* GIVEN EXERCISE *
Pick out each line in the material that contains the string "woman" and copy those lines. Matching is case-sensitive.
------
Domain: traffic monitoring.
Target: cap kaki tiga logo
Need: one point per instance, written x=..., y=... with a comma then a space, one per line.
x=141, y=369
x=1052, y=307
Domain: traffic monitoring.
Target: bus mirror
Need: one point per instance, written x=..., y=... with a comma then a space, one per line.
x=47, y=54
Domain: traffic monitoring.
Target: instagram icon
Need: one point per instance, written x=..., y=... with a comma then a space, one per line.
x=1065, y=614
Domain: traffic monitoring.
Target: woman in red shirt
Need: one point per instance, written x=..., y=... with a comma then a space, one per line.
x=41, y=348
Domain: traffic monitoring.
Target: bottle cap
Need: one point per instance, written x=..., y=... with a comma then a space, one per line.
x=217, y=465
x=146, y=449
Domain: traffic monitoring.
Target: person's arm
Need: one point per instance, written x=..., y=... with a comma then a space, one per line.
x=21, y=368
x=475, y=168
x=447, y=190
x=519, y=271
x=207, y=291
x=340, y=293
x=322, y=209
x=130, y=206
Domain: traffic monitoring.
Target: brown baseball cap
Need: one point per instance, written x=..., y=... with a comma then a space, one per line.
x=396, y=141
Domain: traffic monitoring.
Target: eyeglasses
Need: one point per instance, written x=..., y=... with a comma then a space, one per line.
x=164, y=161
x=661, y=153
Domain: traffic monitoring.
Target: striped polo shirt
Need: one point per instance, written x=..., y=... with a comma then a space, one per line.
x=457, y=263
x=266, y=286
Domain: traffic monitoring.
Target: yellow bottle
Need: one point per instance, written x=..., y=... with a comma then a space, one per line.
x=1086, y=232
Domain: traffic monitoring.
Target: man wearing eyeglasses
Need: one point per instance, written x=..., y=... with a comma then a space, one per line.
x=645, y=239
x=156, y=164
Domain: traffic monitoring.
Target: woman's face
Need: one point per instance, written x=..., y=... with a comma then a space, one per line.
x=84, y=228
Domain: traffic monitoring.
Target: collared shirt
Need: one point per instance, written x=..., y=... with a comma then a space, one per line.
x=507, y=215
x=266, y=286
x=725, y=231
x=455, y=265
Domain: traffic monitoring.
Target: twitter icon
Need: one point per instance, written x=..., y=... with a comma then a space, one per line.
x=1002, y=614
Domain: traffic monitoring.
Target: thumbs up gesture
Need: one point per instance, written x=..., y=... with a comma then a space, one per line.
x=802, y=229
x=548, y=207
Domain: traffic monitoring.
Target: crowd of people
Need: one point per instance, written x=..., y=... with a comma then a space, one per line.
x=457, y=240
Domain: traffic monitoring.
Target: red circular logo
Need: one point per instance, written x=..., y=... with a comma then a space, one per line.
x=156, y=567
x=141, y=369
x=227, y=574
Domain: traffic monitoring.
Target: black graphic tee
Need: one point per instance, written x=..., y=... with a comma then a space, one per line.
------
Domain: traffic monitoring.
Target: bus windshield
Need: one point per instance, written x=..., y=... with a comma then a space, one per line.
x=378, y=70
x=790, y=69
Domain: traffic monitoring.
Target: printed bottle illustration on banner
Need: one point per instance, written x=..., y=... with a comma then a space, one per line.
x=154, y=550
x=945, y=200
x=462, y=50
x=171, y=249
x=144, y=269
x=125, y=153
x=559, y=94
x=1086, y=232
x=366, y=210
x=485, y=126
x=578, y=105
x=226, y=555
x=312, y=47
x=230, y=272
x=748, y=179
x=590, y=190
------
* WRITTEN REPLY *
Target: woman in red shirt
Target: woman's face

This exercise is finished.